Repeat every line of the data exactly, but not the pictures.
::: PROVIDED DATA :::
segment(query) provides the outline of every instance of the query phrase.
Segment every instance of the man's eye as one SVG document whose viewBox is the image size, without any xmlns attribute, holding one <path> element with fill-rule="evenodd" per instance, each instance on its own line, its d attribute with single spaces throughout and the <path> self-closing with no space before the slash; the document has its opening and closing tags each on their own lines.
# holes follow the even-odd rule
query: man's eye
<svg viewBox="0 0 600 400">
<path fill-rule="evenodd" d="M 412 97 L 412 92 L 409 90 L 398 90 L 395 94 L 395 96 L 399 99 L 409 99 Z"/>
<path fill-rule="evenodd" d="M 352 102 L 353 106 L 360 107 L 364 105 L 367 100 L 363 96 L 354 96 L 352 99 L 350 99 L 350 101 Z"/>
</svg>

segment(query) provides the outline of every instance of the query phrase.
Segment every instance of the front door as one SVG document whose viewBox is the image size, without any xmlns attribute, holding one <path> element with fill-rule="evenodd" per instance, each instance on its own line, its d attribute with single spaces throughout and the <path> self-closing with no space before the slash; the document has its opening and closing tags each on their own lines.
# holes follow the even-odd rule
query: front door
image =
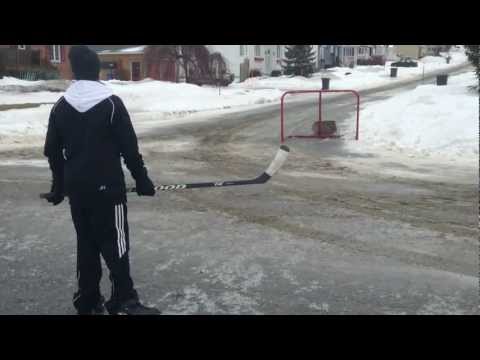
<svg viewBox="0 0 480 360">
<path fill-rule="evenodd" d="M 132 81 L 141 80 L 140 63 L 138 61 L 132 62 Z"/>
</svg>

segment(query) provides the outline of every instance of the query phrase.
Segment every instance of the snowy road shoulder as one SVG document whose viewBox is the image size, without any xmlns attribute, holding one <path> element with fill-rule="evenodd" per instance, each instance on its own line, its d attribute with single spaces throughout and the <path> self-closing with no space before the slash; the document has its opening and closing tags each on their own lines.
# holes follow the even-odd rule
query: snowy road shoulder
<svg viewBox="0 0 480 360">
<path fill-rule="evenodd" d="M 468 72 L 452 76 L 447 86 L 421 85 L 367 103 L 361 110 L 360 140 L 346 142 L 346 148 L 373 155 L 365 166 L 430 163 L 478 173 L 479 95 L 471 88 L 475 84 L 475 74 Z M 352 166 L 360 162 L 356 159 Z M 397 173 L 405 170 L 398 168 Z"/>
</svg>

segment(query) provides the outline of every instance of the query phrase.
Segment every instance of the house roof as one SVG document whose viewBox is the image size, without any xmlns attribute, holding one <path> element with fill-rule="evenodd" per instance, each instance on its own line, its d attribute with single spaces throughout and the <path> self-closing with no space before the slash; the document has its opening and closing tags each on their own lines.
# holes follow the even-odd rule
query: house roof
<svg viewBox="0 0 480 360">
<path fill-rule="evenodd" d="M 97 51 L 98 55 L 129 55 L 129 54 L 143 54 L 146 45 L 129 47 L 117 50 L 102 50 Z"/>
<path fill-rule="evenodd" d="M 146 45 L 87 45 L 99 55 L 143 54 Z"/>
</svg>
:::
_SOLUTION TO THIS EXERCISE_:
segment(query) provides the outline of every instance of the query phrase.
Segment every instance of the man's eye as one SVG document whose viewBox is the image size, without any xmlns attribute, holding one <path> element with fill-rule="evenodd" per instance, each instance on its own line, its d attribute with single spaces throughout and the <path> self-closing with no space before the slash; the document has its opening and closing tags each on their own lines.
# holes follow the even-odd rule
query: man's eye
<svg viewBox="0 0 600 400">
<path fill-rule="evenodd" d="M 412 97 L 412 92 L 409 90 L 398 90 L 395 94 L 395 96 L 399 99 L 409 99 Z"/>
<path fill-rule="evenodd" d="M 352 102 L 353 106 L 360 107 L 364 105 L 367 100 L 363 96 L 354 96 L 352 99 L 350 99 L 350 101 Z"/>
</svg>

segment(query) provides the outline of every instance of the query phrase.
Segment every instance of the front door as one SVG document whose viewBox is the image size, without any xmlns attribute, holding one <path> element with fill-rule="evenodd" per instance, each instance on its own line, its d attribute with single spaces throughout and the <path> self-closing with no space before the slash; the document has its opening and closing tags each on their own lines.
# holes follow the even-odd rule
query: front door
image =
<svg viewBox="0 0 480 360">
<path fill-rule="evenodd" d="M 132 81 L 141 80 L 140 63 L 138 61 L 132 62 Z"/>
</svg>

segment(query) provides the outline of every instance of the query phrase.
Segment every instance of the snowy road shoulder as one SVG document whose viewBox is the image size, without any xmlns attribute, holding one <path> element with fill-rule="evenodd" per instance, each instance on its own line, its d attribute with single spaces throughout and the <path> self-closing with no space before the slash; the document has its opening and closing tags each on their own lines.
# holes follow the even-odd rule
query: snowy road shoulder
<svg viewBox="0 0 480 360">
<path fill-rule="evenodd" d="M 468 72 L 452 76 L 447 86 L 421 85 L 367 103 L 361 110 L 360 140 L 346 142 L 346 148 L 373 155 L 365 166 L 430 163 L 478 173 L 479 95 L 471 88 L 475 84 L 475 74 Z M 352 166 L 360 162 L 356 159 Z M 397 173 L 405 170 L 398 168 Z"/>
</svg>

segment(query) provides the outline of every instance of the query phrase.
Segment every instance of the house roof as one SVG document whose viewBox is the image size, without any xmlns attribute, holding one <path> element with fill-rule="evenodd" per instance, each instance on its own line, its d attribute with single spaces throughout and the <path> self-closing with no space before the slash; the document has its opening and closing tags each on their own lines.
# holes follow the even-odd rule
query: house roof
<svg viewBox="0 0 480 360">
<path fill-rule="evenodd" d="M 97 51 L 98 55 L 129 55 L 129 54 L 143 54 L 146 45 L 129 47 L 117 50 L 102 50 Z"/>
<path fill-rule="evenodd" d="M 146 45 L 87 45 L 99 55 L 143 54 Z"/>
</svg>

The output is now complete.